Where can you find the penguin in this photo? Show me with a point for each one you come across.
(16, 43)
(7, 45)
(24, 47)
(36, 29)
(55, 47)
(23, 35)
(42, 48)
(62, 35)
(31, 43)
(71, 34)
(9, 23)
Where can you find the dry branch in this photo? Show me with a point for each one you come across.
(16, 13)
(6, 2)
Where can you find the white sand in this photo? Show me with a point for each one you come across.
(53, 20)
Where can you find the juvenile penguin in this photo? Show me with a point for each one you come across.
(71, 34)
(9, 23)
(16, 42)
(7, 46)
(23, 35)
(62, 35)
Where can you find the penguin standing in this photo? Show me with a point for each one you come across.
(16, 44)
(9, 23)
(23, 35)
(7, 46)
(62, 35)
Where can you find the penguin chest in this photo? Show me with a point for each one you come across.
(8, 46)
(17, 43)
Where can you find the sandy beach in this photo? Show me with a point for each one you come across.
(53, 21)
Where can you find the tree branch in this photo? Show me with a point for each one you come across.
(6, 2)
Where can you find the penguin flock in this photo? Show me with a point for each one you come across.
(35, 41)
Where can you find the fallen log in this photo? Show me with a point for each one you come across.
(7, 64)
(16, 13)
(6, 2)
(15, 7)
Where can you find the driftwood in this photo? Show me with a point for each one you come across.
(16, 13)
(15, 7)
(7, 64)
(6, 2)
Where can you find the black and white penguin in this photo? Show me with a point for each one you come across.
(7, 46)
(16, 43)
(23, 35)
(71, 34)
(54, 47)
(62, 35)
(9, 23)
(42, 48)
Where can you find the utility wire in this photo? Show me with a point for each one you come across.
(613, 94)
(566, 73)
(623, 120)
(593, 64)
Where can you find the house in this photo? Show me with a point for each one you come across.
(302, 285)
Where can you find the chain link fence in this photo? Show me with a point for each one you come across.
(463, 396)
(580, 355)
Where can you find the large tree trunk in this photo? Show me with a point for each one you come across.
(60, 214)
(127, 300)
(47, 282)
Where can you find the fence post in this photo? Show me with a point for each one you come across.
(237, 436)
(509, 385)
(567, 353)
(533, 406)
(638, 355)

........

**Requirement:**
Set out every line of the entries above as a Markdown table with two columns, Row and Line. Number the rows from 1 and leave out any blank lines.

**The response:**
| Row | Line |
|---|---|
| 1 | Where can you find the penguin in this photo? Show me with a point for each one you come across. |
| 2 | (16, 43) |
| 3 | (7, 45) |
| 4 | (24, 47) |
| 5 | (36, 29) |
| 6 | (55, 47) |
| 7 | (23, 35) |
| 8 | (42, 48) |
| 9 | (62, 35) |
| 10 | (31, 43) |
| 11 | (71, 34) |
| 12 | (9, 23) |
| 13 | Where can you find the dry branch in this photo? Show me with a point for each one you come across. |
| 14 | (16, 13) |
| 15 | (6, 2) |
| 16 | Where can you find the white sand in this photo? Show me with a point for each one you come across. |
| 17 | (53, 20) |
| 18 | Where can you find the juvenile penguin in this photo? Show me with a point for each one you come across. |
| 19 | (71, 34) |
| 20 | (9, 23) |
| 21 | (16, 42) |
| 22 | (7, 46) |
| 23 | (23, 35) |
| 24 | (62, 35) |
| 25 | Where can you find the penguin standing in this photo? Show me with a point for each one you come across. |
| 26 | (16, 44) |
| 27 | (9, 23) |
| 28 | (23, 35) |
| 29 | (7, 46) |
| 30 | (62, 35) |
| 31 | Where can you find the penguin chest in this photo? Show me with a point for each one you come across. |
| 32 | (8, 46) |
| 33 | (17, 43) |
| 34 | Where can you find the sandy beach in this photo? Show me with a point for each one you come across. |
| 35 | (53, 21) |
| 36 | Where can you find the tree branch in this photo? Show me with a point for each one you come across. |
| 37 | (6, 2) |
| 38 | Where can you find the penguin flock in this photo? Show me with a point for each one you come across. |
| 39 | (35, 41) |
| 40 | Where can you find the fallen log in this photo? Show me with a point for each one you come across. |
| 41 | (7, 64) |
| 42 | (16, 13) |
| 43 | (6, 2) |
| 44 | (15, 7) |
| 45 | Where can you find the driftwood in this photo? Show me with a point for each one you come across. |
| 46 | (16, 13) |
| 47 | (15, 7) |
| 48 | (7, 64) |
| 49 | (6, 2) |
| 50 | Where can you find the black and white penguin in this photo? Show me with a point for each one you come across. |
| 51 | (7, 46) |
| 52 | (16, 43) |
| 53 | (23, 35) |
| 54 | (71, 34) |
| 55 | (54, 47) |
| 56 | (62, 35) |
| 57 | (9, 23) |
| 58 | (42, 48) |
| 59 | Where can you find the utility wire in this photo? Show me with a point for each one you come across. |
| 60 | (613, 94) |
| 61 | (566, 73) |
| 62 | (623, 120) |
| 63 | (593, 64) |
| 64 | Where can you find the house in this photo? Show me with a point for each one you come across. |
| 65 | (302, 285) |
| 66 | Where can you find the chain link fence in this photo? Show me with a point for each one you come across. |
| 67 | (463, 396) |
| 68 | (580, 355) |
| 69 | Where can you find the large tree trunk in this photo? Show me with a point for each one you come across. |
| 70 | (60, 214) |
| 71 | (127, 300) |
| 72 | (47, 282) |
| 73 | Where can you find the fence post in this photo? Show me with a point for each one you come across. |
| 74 | (237, 436) |
| 75 | (509, 385) |
| 76 | (567, 353) |
| 77 | (533, 406) |
| 78 | (638, 355) |